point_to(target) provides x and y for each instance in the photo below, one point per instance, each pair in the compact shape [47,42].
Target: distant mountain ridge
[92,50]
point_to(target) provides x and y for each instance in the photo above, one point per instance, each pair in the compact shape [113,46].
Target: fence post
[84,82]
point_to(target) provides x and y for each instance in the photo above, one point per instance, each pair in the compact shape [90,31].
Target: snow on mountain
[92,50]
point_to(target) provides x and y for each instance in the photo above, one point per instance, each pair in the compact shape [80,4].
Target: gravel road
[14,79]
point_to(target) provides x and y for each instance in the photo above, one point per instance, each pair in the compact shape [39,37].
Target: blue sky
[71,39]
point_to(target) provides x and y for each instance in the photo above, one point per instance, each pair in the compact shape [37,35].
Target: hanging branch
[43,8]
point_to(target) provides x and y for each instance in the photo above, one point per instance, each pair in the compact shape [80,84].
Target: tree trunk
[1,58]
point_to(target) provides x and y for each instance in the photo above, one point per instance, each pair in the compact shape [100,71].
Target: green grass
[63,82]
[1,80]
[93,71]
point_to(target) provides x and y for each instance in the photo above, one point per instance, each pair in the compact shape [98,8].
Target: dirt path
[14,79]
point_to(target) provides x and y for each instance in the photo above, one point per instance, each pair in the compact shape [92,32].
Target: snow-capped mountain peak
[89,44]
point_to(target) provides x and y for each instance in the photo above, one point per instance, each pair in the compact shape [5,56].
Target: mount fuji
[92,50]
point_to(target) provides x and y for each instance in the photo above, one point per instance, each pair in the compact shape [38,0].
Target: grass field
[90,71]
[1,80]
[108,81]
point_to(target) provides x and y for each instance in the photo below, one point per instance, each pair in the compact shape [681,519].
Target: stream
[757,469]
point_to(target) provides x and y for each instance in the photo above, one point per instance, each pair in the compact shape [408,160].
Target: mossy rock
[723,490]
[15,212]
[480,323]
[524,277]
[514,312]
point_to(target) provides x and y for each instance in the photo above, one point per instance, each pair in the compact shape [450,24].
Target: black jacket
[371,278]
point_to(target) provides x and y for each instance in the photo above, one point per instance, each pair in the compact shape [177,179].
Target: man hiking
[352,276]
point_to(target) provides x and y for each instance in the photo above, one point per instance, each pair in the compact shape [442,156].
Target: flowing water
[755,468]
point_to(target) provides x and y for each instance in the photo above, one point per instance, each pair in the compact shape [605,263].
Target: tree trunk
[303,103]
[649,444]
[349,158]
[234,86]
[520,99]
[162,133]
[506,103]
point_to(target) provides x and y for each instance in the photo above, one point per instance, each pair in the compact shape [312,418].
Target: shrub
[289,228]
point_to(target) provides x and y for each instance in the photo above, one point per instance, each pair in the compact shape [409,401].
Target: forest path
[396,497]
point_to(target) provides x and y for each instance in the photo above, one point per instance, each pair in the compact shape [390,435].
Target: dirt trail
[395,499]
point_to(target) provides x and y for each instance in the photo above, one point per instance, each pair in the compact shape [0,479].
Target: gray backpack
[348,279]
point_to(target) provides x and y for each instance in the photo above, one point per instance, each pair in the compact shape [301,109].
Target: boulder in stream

TO DO: Quote the material word for word, starting at the line that contains "compact shape [390,435]." and continuing through its last line.

RESULT OF THIS EXERCISE:
point_to(target) provides x and y for each instance in the photo above, one point per instance, each pair in the compact shape [390,435].
Target: dirt trail
[395,499]
point_to(target) provides x and y for each instance in the photo above, one point per instance, each pair in the compact shape [0,479].
Target: gray backpack
[348,279]
point_to(target) provides x and y for each instance in the photo above, one point per instance, each pair in the compact shape [301,109].
Target: boulder in stream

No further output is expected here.